== ABOUT THIS TASK ==
Return, verbatim and in full, the records that follow, but not their pictures.

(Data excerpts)
┄┄┄┄┄┄┄┄┄┄

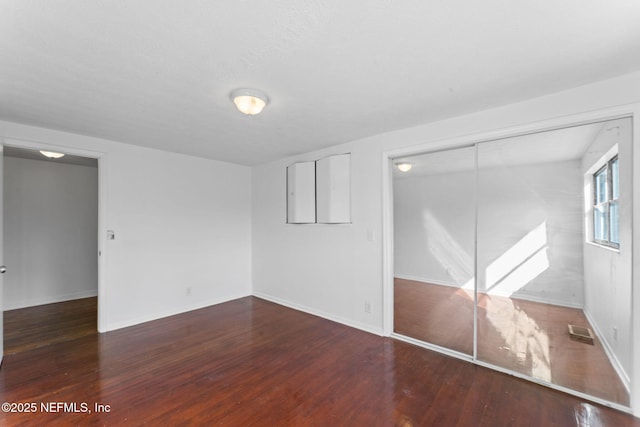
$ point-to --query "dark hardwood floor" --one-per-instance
(254, 363)
(32, 327)
(526, 337)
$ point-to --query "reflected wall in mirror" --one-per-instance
(546, 217)
(554, 250)
(434, 232)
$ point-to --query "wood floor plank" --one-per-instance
(250, 362)
(32, 327)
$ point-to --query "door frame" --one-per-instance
(388, 157)
(102, 210)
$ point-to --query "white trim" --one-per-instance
(468, 358)
(387, 245)
(173, 312)
(52, 300)
(319, 313)
(624, 377)
(425, 280)
(635, 274)
(606, 114)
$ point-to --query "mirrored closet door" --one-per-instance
(547, 219)
(434, 232)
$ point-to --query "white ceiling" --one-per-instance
(157, 73)
(25, 153)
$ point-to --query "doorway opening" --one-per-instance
(50, 244)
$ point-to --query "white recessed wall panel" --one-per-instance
(333, 188)
(301, 193)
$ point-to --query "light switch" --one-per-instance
(371, 235)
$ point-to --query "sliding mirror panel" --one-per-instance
(554, 257)
(434, 231)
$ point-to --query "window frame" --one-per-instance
(609, 200)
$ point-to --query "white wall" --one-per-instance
(181, 223)
(334, 270)
(434, 226)
(51, 239)
(607, 272)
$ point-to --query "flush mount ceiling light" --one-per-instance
(249, 101)
(51, 154)
(404, 166)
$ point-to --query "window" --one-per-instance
(606, 213)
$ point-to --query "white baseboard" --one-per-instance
(49, 299)
(112, 326)
(319, 313)
(624, 377)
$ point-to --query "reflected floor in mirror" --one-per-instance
(523, 336)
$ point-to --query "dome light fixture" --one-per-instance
(404, 166)
(51, 154)
(249, 101)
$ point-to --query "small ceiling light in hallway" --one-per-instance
(249, 101)
(51, 154)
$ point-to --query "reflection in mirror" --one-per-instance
(434, 232)
(554, 251)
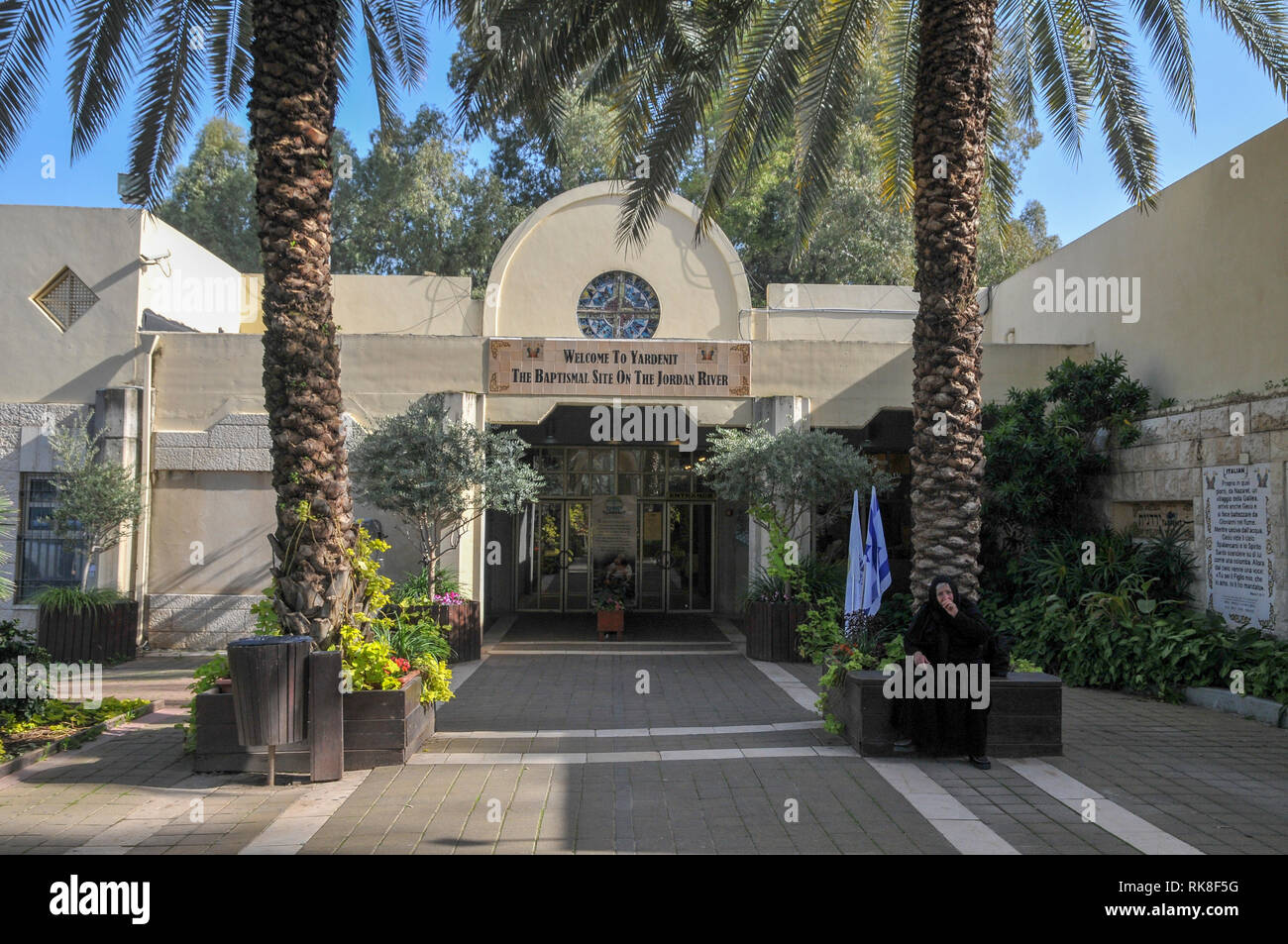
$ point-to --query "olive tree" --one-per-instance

┄┄┄┄┄┄┄┄┄┄

== ANSWER BOX ==
$ point-to --query "dark hardwood floor" --one-per-instance
(254, 363)
(32, 327)
(526, 337)
$ point-to --query "reflected wall in mirror" --one-per-instance
(546, 217)
(554, 250)
(434, 232)
$ point-to --query "wood floor plank" --one-per-instance
(250, 362)
(32, 327)
$ point-to --query "door frame" --one-per-instance
(388, 157)
(102, 210)
$ point-to --query "white trim" --one-per-instance
(468, 358)
(387, 245)
(173, 312)
(52, 300)
(319, 313)
(624, 377)
(425, 280)
(635, 274)
(606, 114)
$ point-to --query "mirrored closet door" --one-per-instance
(547, 219)
(434, 232)
$ point-to --query "white ceiling" --one-per-instance
(157, 73)
(25, 153)
$ point-to --query "doorway opening" --one-per-instance
(50, 244)
$ point-to --query "white recessed wall panel" --one-per-instance
(333, 188)
(301, 193)
$ point-to --query "light switch" --one-per-instance
(371, 235)
$ point-to --query "sliding mirror panel" --one-per-instance
(554, 257)
(434, 231)
$ point-to --query "window frame" --one-per-instance
(609, 200)
$ point-to --query "white wall" --one-per-instance
(181, 223)
(334, 270)
(434, 226)
(51, 239)
(607, 272)
$ point-to --query "flush mount ceiling light" --one-per-instance
(249, 101)
(51, 154)
(404, 166)
$ point-to --query "window" --one-per-instance
(606, 213)
$ point-to --query "white baseboard" --one-per-instance
(49, 299)
(112, 326)
(319, 313)
(624, 377)
$ point-to --query "reflected floor in mirror" --one-per-instance
(523, 336)
$ point-to --query "dome light fixture" --one-per-instance
(404, 166)
(51, 154)
(249, 101)
$ point-to --query "small ceiling light in hallway" --one-per-instance
(249, 101)
(51, 154)
$ point-to --query "reflection in mirror" --one-per-instance
(434, 232)
(554, 251)
$ point-to --query "olive tree" --one-per-instance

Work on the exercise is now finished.